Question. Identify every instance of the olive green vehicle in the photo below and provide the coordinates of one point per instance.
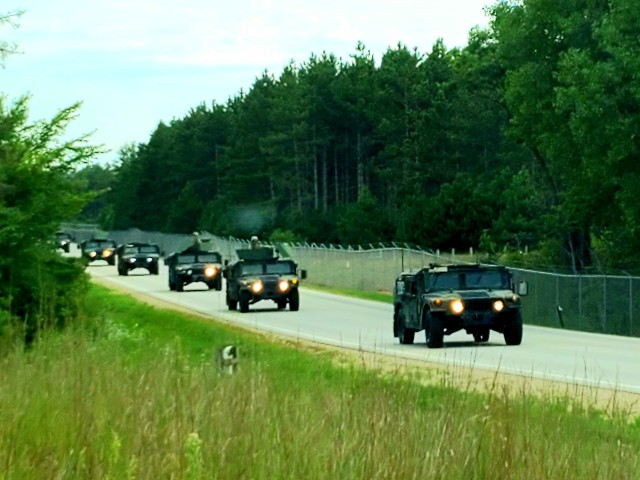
(138, 255)
(99, 249)
(259, 274)
(444, 299)
(193, 265)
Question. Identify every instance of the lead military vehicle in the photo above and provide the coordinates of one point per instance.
(259, 274)
(138, 255)
(99, 249)
(444, 299)
(193, 265)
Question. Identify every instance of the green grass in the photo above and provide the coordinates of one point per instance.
(135, 393)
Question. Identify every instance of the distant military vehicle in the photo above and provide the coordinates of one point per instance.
(138, 255)
(63, 241)
(443, 299)
(193, 265)
(259, 274)
(99, 249)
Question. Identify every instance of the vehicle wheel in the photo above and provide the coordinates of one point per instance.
(513, 331)
(481, 336)
(232, 304)
(244, 302)
(406, 336)
(294, 301)
(434, 331)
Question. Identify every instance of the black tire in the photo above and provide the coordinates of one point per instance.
(294, 301)
(406, 336)
(434, 331)
(513, 331)
(232, 304)
(244, 302)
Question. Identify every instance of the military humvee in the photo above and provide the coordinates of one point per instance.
(192, 265)
(138, 255)
(259, 274)
(443, 299)
(98, 249)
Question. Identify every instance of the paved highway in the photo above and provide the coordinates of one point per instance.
(604, 361)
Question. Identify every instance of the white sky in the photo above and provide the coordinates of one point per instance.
(134, 63)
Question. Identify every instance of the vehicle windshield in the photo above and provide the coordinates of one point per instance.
(99, 244)
(184, 258)
(252, 269)
(280, 268)
(133, 249)
(477, 279)
(198, 258)
(208, 258)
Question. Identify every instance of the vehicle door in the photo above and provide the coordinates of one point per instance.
(410, 303)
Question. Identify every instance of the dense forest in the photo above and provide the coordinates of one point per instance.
(525, 139)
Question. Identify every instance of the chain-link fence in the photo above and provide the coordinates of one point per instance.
(592, 303)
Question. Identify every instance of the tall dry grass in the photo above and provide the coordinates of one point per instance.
(142, 399)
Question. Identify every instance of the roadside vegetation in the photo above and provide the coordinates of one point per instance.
(134, 392)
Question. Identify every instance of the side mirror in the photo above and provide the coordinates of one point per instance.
(522, 289)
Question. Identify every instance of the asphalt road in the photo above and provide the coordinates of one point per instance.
(605, 361)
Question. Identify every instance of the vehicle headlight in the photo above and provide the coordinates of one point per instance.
(457, 306)
(256, 287)
(210, 271)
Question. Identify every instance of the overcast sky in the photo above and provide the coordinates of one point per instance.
(134, 63)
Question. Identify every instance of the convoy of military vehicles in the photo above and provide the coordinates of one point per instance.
(437, 299)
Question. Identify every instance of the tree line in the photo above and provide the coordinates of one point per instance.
(526, 138)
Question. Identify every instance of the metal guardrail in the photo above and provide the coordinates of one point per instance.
(591, 303)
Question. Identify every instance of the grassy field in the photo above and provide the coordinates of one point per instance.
(135, 393)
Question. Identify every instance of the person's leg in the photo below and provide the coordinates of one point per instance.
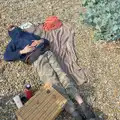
(48, 75)
(69, 86)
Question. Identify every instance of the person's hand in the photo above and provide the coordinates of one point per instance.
(36, 42)
(27, 49)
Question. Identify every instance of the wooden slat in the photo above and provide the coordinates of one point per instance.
(42, 106)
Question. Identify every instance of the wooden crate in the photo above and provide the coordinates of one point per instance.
(44, 105)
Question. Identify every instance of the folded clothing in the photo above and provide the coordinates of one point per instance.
(52, 23)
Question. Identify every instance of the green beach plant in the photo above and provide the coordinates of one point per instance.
(104, 16)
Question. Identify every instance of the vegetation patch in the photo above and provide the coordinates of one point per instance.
(104, 16)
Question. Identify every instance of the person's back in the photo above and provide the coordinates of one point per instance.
(22, 44)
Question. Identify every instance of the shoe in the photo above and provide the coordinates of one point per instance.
(86, 112)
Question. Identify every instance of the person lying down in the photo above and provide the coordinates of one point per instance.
(32, 49)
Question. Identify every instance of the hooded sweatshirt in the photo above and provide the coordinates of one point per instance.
(19, 40)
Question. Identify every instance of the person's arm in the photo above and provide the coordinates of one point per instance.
(11, 53)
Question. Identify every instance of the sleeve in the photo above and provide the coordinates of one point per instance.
(11, 53)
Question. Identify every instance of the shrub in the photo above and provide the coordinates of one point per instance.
(104, 16)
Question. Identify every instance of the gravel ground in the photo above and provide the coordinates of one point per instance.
(102, 90)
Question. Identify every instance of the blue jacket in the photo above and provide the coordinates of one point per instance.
(20, 39)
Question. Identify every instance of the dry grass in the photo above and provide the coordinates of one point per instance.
(101, 59)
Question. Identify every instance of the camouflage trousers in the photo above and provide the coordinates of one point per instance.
(50, 71)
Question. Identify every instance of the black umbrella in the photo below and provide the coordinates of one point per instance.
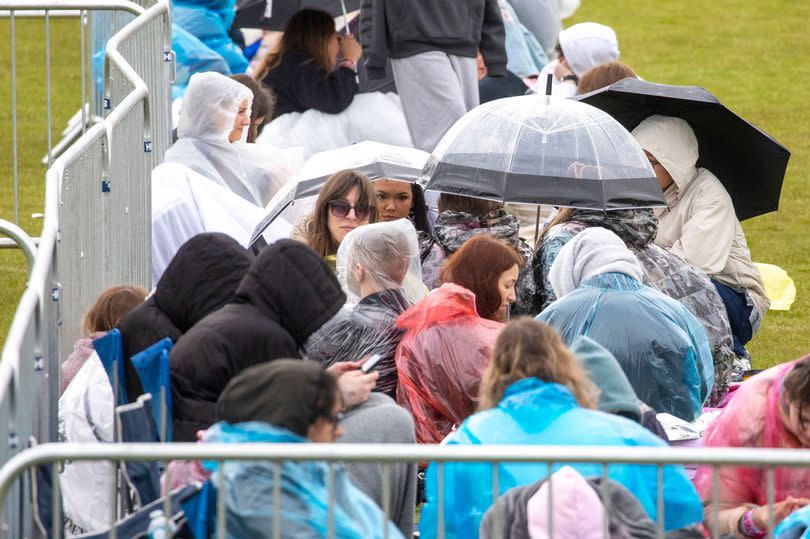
(750, 163)
(251, 13)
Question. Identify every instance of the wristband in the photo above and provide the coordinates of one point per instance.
(348, 62)
(748, 528)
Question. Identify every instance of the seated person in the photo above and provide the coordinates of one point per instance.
(663, 270)
(535, 393)
(770, 410)
(303, 74)
(288, 401)
(373, 263)
(579, 48)
(661, 347)
(346, 201)
(263, 103)
(450, 335)
(616, 395)
(213, 128)
(700, 225)
(460, 218)
(110, 307)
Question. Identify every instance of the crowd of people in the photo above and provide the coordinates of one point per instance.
(477, 333)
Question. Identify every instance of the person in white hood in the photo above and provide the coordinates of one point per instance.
(212, 134)
(700, 224)
(580, 48)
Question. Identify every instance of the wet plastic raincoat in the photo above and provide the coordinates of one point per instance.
(207, 116)
(751, 419)
(534, 412)
(441, 358)
(661, 347)
(304, 492)
(378, 268)
(664, 271)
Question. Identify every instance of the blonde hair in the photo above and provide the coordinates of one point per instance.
(111, 306)
(530, 349)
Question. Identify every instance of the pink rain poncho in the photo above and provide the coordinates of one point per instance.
(751, 419)
(441, 359)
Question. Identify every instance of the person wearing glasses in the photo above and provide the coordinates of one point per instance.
(346, 201)
(293, 402)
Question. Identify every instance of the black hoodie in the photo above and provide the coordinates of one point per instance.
(201, 278)
(288, 293)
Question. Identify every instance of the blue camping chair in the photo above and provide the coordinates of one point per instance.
(110, 351)
(152, 366)
(135, 424)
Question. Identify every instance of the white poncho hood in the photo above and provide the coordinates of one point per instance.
(207, 116)
(587, 45)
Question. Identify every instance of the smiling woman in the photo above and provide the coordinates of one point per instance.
(344, 203)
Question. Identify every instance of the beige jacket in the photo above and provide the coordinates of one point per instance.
(699, 224)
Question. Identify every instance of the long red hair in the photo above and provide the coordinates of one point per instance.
(477, 266)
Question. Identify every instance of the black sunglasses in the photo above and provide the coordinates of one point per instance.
(341, 209)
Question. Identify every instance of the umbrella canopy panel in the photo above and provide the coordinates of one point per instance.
(749, 162)
(543, 150)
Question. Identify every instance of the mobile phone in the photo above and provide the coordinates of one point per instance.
(371, 363)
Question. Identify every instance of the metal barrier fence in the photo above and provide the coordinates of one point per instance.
(97, 224)
(395, 453)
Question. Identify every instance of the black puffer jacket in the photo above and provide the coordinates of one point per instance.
(201, 278)
(288, 293)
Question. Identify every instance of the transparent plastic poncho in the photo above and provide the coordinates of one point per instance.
(543, 150)
(441, 359)
(207, 116)
(378, 267)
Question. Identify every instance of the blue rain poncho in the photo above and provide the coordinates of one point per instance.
(661, 347)
(534, 412)
(304, 493)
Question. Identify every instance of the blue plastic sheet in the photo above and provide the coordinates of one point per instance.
(304, 500)
(534, 412)
(193, 56)
(152, 366)
(111, 354)
(795, 526)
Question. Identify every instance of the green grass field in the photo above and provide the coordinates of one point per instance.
(752, 55)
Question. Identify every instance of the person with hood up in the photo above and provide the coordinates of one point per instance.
(663, 270)
(293, 402)
(661, 347)
(534, 392)
(213, 128)
(579, 48)
(432, 47)
(461, 218)
(616, 395)
(201, 278)
(287, 294)
(769, 410)
(378, 268)
(700, 224)
(446, 347)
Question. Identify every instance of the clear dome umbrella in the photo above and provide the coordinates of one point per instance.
(543, 150)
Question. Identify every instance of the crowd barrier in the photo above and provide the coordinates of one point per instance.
(767, 459)
(97, 221)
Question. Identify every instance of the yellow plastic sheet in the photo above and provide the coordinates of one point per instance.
(778, 285)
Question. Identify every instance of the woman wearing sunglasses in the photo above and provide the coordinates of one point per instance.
(345, 202)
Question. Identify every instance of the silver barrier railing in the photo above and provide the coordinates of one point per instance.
(96, 230)
(388, 454)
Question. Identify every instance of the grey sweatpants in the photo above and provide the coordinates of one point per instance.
(435, 89)
(380, 420)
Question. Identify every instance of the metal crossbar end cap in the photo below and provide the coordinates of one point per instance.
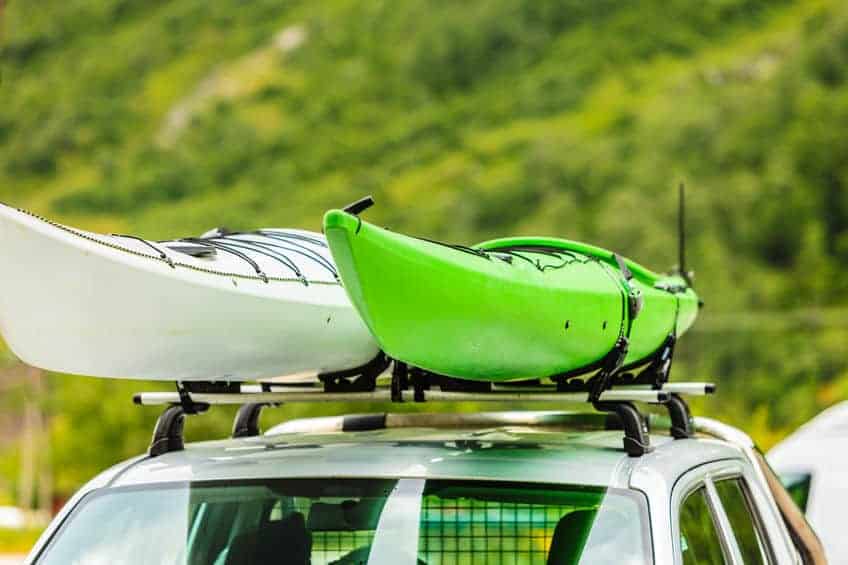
(246, 423)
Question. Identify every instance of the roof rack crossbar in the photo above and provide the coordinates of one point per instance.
(195, 398)
(301, 394)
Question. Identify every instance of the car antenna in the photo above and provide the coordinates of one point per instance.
(681, 235)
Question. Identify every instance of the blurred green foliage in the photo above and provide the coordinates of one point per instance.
(466, 121)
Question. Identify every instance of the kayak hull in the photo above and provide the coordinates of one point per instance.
(77, 303)
(494, 313)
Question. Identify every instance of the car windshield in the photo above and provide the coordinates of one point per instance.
(323, 521)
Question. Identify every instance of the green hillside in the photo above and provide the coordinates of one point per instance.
(466, 121)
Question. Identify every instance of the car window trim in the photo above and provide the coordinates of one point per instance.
(685, 486)
(753, 510)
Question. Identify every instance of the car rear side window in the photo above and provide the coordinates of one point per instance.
(798, 486)
(699, 538)
(740, 514)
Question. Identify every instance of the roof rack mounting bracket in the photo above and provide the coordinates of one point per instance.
(246, 423)
(681, 418)
(636, 440)
(359, 379)
(168, 433)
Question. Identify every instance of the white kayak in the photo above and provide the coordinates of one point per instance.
(222, 307)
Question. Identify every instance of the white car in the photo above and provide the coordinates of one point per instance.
(813, 466)
(490, 488)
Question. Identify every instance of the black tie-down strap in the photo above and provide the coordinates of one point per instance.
(611, 364)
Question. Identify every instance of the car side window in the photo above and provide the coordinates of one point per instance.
(798, 487)
(746, 528)
(699, 538)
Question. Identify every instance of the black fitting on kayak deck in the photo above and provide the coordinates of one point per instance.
(636, 440)
(356, 208)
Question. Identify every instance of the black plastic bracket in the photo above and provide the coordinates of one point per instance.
(609, 367)
(658, 371)
(246, 423)
(681, 417)
(359, 206)
(636, 439)
(168, 433)
(400, 380)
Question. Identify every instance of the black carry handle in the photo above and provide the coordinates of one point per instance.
(359, 206)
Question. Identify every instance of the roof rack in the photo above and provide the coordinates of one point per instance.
(411, 384)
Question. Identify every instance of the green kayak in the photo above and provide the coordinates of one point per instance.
(509, 309)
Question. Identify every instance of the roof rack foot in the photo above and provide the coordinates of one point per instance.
(168, 433)
(636, 440)
(681, 417)
(246, 423)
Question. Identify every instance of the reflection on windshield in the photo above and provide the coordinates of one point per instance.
(330, 521)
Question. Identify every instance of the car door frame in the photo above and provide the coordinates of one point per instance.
(687, 484)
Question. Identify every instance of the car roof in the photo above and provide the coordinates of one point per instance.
(484, 451)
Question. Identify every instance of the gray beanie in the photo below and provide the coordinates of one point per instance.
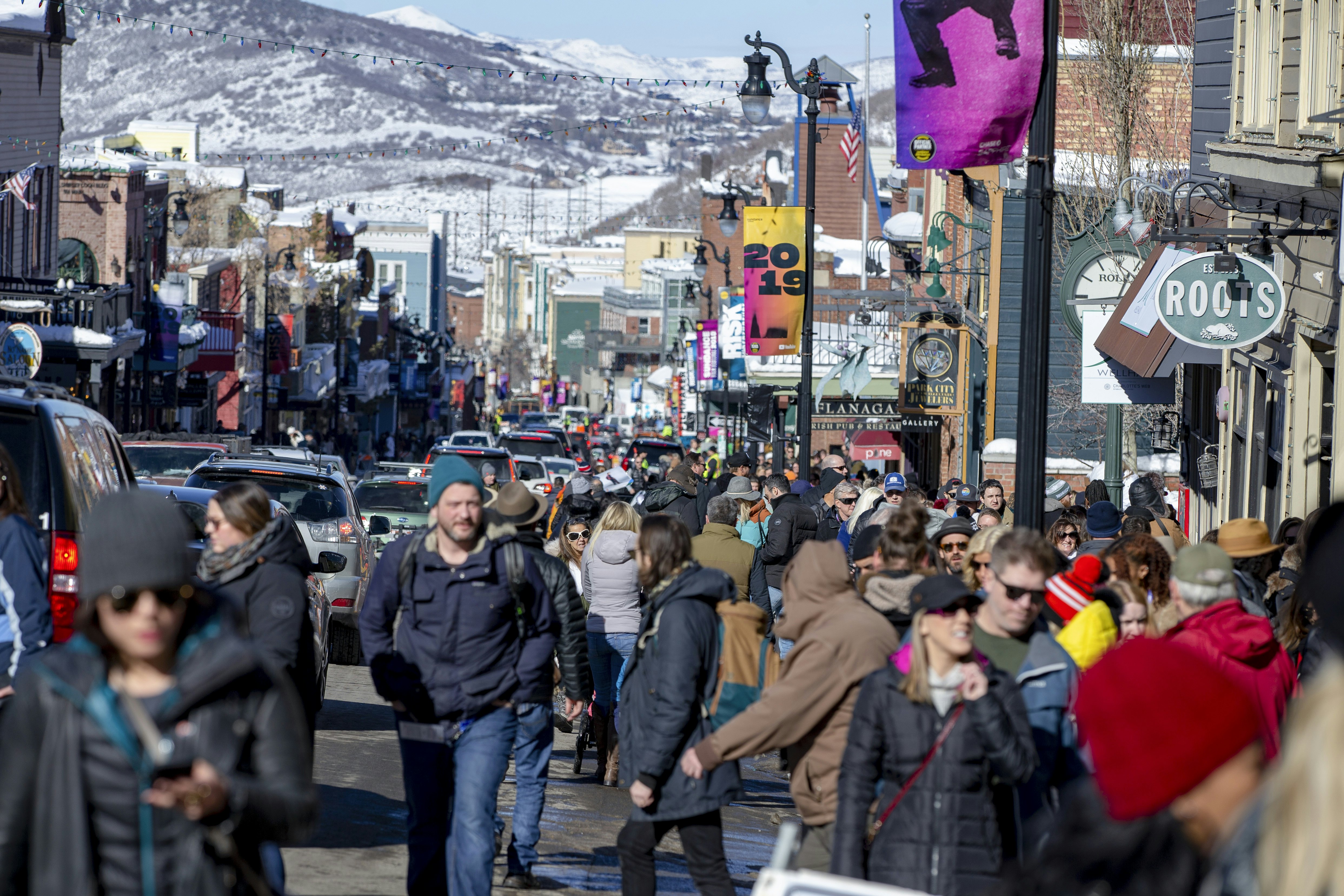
(132, 542)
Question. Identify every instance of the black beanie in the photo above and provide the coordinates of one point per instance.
(134, 540)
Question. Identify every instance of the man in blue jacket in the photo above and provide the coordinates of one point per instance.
(472, 652)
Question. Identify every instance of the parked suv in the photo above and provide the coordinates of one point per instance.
(68, 457)
(323, 504)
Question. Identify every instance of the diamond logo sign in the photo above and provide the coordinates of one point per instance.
(1203, 307)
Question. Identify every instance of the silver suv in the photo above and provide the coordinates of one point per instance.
(324, 507)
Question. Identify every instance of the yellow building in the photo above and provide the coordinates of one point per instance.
(177, 140)
(643, 244)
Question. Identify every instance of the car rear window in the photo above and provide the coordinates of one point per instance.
(306, 500)
(529, 471)
(533, 445)
(402, 497)
(22, 436)
(500, 465)
(171, 461)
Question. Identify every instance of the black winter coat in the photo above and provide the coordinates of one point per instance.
(792, 523)
(944, 836)
(669, 680)
(271, 588)
(69, 797)
(572, 645)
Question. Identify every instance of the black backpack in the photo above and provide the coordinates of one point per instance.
(513, 566)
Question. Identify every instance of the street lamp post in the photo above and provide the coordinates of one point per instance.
(756, 96)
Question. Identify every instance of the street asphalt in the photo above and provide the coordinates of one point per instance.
(359, 848)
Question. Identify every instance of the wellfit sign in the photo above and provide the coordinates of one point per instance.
(1203, 307)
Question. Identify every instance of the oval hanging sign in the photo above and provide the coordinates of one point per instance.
(1214, 310)
(21, 351)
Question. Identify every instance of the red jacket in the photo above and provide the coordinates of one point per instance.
(1244, 647)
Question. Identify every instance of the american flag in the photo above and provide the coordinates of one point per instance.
(19, 186)
(853, 140)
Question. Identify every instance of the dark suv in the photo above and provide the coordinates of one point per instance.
(69, 457)
(320, 500)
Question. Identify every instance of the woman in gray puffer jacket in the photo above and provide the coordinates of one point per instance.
(612, 589)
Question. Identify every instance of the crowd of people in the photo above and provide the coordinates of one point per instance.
(961, 706)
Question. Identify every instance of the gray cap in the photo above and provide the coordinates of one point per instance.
(132, 542)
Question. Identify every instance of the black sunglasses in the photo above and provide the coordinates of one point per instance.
(124, 602)
(1038, 596)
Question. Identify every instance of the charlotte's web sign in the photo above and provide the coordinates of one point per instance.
(1221, 311)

************

### What is being asked:
Output exactly the lines between the one containing "Question. Identify every instance of the gray cap" and the final line above, both inclusive.

### Full answer:
Question. Identify every instance of the gray cap in the photo above and provide the coordinates of one point per instance.
(132, 542)
Question. Identify every instance of the black sunglasses in the photo above and provide the coordinates of one point per instance.
(124, 602)
(1038, 596)
Question. Identify every instance of the charlotte's web sign in the photo above and provide the coordinates of one point per instance.
(1221, 311)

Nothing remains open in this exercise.